*GIVEN TEXT*.

To our ear, it should sound like the crackling of flames and the screams of pain that rent Kenya in January. Amnesty for the powerful should look like a panga dripping with blood or the televised police shooting of young men in Kisumu and Nairobi. Bernard has done his bit for his soul. Shall we do ours for the soul of Kenya?
Whereas Bernard forgave personally, we need to resent politically. His faith in God and us is strong enough to give us pause before we blithely move to betray it.
We should refuse to forgive those who killed his family and the people on whose behalf they acted. To love him, and surely that is what we most feel for him, is to resent them and that part of us that allows them to be our leaders.
We can express these sentiments concretely by insisting on the creation of a strong tribunal based in Kenya that draws on the Waki recommendations.
We can use our respective pulpits -- professional associations, church groups, unions, et cetera -- to tell our MPs and Cabinet ministers in no uncertain terms that to protect the chief perpetrators of the post-election violence from standing trial will destroy their political careers.
Should we, however, attempt to mirror Bernard's personal magnanimity with a public one, we shall be spitting on him and those who were victimised in January and the years past. It would be to go the way of communal cowardice, cursed to burn homes and vote in criminals for ever and ever, amen.
We are called to resist amnesty because it is what is humane and honourable. It is the call of our better natures and our only lasting national hope.

*RECORDED INFORMATION*.
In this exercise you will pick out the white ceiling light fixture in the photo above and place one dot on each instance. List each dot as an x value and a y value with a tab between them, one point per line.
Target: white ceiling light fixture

*WHAT TO WORK ON*. Return everything in the Kenya amnesty text above from "Whereas Bernard forgave" down to "to betray it.", copied word for word.

*EXERCISE SOLUTION*.
Whereas Bernard forgave personally, we need to resent politically. His faith in God and us is strong enough to give us pause before we blithely move to betray it.